OBJECTIVES -
• 1. Name every organization that the passage on Linda Stender's campaigns says endorsed her in 2006.
• 2. In the passage on Linda Stender's campaigns, what share of the vote did Stender get when Leonard Lance defeated her?
• 3. Write the next part of the passage on Linda Stender's campaigns, starting right after its final sentence.

[start of TEXT TO READ]

Stender campaigned as a self-described "progressive" and advocated for stem cell research.

In April 2006, Stender was endorsed by EMILY's List and Democracy for America (DFA). In May 2006, Stender was endorsed by The Sierra Club. On October 22, 2006, The New York Times endorsed Linda Stender over Mike Ferguson in the 7th district.

The Ferguson campaign ran advertisements featuring the catchphrase "Linda Stender is a Spender," criticizing her voting record as a mayor and assemblywoman.

In the end, The Star Ledger reported that it was in fact conservative-values women who helped to defeat Stender in her bid for Congress.

===2008 congressional race===
In late 2007, Stender announced another run for Congress in 2008. Ferguson stated on November 19, 2007, that he will not run for reelection in 2008.

On November 19, 2007, EMILY's List announced their 2008 endorsement of Stender. On January 18, 2008, the Democratic Congressional Campaign Committee announced that Stender would be part of its 'Red to Blue' fundraising program, indicating that the district has been targeted by national Democrats. As of late January, Stender has raised over $615,000 for her 2008 campaign.

On June 3, 2008, Republicans primary voters selected State Senator Leonard Lance to be Stender's opponent in the November general election.

Stender was defeated again for this seat, losing to Leonard Lance with 41.6% to his 50.8%.

==Controversies==

===Criticism of Ann Coulter===
On June 8, 2006, Stender and Assemblywoman Joan M. Quigley publicly criticized Ann Coulter's book Godless: The Church of Liberalism. Stender and Quigley issued a press release in response to Coulter's criticism of the Jersey Girls, four widows of the September 11, 2001 attacks from New Jersey who have criticized U.S. policies in the events leading up to September 11. They did not seek any legislative prohibition, but in the press release, they called on New Jersey retailers to "express their outrage by refusing to carry or sell copies of Coulter's book."

[end of TEXT TO READ]
[start of DATA ROWS]

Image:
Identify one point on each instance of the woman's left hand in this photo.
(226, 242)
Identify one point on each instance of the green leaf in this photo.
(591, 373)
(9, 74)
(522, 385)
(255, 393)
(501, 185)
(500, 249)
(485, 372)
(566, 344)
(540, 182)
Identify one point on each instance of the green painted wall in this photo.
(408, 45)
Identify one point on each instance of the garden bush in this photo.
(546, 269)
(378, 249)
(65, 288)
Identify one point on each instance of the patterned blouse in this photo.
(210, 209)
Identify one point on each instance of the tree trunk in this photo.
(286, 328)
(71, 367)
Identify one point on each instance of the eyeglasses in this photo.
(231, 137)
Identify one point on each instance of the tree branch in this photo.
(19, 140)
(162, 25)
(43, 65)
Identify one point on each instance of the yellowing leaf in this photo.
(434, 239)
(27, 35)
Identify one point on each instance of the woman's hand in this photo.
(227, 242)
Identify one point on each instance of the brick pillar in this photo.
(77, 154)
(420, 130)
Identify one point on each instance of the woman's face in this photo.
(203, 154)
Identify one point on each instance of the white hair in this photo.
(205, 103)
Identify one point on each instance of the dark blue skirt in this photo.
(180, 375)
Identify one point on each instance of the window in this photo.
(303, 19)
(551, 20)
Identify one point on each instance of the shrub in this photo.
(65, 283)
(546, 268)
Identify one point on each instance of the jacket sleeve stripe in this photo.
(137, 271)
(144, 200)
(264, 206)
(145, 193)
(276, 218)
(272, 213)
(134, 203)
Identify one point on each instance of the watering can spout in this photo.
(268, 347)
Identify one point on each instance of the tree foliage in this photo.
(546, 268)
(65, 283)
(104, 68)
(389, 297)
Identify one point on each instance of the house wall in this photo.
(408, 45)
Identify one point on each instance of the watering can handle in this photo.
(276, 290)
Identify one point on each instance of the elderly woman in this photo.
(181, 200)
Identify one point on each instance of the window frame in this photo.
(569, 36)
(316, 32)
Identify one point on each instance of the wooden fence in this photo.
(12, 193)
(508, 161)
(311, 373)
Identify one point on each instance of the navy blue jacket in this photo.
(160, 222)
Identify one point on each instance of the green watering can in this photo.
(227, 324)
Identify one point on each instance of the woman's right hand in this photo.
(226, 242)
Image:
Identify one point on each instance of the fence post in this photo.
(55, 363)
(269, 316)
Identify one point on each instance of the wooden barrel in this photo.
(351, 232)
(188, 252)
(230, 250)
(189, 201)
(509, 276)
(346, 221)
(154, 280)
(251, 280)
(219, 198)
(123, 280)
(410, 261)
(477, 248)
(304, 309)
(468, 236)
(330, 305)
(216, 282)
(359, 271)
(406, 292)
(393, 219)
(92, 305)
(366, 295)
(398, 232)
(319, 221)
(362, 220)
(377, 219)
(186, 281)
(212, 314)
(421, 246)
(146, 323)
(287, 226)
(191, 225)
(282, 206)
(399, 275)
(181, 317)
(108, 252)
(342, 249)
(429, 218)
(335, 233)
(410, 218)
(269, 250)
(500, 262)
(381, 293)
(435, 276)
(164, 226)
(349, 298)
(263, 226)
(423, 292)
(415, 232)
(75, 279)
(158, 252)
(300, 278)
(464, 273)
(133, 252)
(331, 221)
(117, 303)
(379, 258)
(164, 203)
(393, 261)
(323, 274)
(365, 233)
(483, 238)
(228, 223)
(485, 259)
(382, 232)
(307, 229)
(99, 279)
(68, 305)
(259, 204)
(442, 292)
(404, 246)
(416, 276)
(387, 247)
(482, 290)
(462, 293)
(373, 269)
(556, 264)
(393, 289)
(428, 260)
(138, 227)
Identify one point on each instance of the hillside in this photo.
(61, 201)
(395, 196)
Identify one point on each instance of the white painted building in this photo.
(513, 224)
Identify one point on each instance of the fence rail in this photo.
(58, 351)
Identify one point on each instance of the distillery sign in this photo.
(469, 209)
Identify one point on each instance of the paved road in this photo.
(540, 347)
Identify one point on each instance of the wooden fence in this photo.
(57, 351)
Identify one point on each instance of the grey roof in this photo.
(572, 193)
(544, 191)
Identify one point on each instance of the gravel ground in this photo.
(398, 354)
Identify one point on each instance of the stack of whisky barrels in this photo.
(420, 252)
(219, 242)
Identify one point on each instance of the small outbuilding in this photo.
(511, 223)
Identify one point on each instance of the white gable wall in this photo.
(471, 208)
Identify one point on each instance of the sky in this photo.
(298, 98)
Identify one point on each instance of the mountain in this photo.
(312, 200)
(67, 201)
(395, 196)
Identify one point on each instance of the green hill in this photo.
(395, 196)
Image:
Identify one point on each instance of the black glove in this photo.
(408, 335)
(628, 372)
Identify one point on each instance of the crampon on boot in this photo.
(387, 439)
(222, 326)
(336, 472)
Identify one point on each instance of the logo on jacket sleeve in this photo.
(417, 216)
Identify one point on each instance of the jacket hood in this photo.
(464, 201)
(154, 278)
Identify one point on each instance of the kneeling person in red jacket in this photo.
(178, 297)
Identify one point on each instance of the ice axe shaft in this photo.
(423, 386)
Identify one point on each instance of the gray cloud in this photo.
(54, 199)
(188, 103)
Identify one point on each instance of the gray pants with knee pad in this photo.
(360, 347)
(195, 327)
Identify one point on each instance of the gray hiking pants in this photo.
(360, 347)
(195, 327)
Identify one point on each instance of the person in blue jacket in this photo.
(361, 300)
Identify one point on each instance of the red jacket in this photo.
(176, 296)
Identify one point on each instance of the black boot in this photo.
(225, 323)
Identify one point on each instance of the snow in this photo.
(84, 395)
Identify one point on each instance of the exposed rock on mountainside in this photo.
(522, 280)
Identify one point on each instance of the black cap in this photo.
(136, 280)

[end of DATA ROWS]

RESPONSES BY TASK -
• 1. EMILY's List, Democracy for America (DFA), The Sierra Club, and The New York Times.

• 2. She received 41.6% of the vote.

• 3.
===Alleged abuse of the Habitat for Humanity program===
In February 2015, an investigation by NJ Advance Media found that Richard Stender, the husband of the Assemblywoman, had applied for assistance from Coastal Habitat for Humanity to demolish and then rebuild his house. The home, which was located in Manasquan, was severely damaged by Hurricane Sandy in 2012. The home was deemed beyond repair and demolished with funds from the organization.

In August 2014, plans were filled with the Manasquan Zoning Office to replace the original 700 sqft with a much larger 2,000 sqft home. The home that was requested was about three times larger than the original and much larger than the ones that the organization usually builds for low-income residents. When the organization received the plans, Maureen Mulligan, executive director of Coastal Habitat for Humanity immediately said "...no. This was not the type of house that Habitat builds, which is a three-bedroom one-and-a-half bath, 1,200 square foot house."

Habitat for Humanity helps homeowners who make up to 80 percent of Monmouth County's median household income, which is $84,526. However, Linda Stender's legislative financial disclosure records shows her combined income with her husband was at least $99,000 a year in 2012 and 2013.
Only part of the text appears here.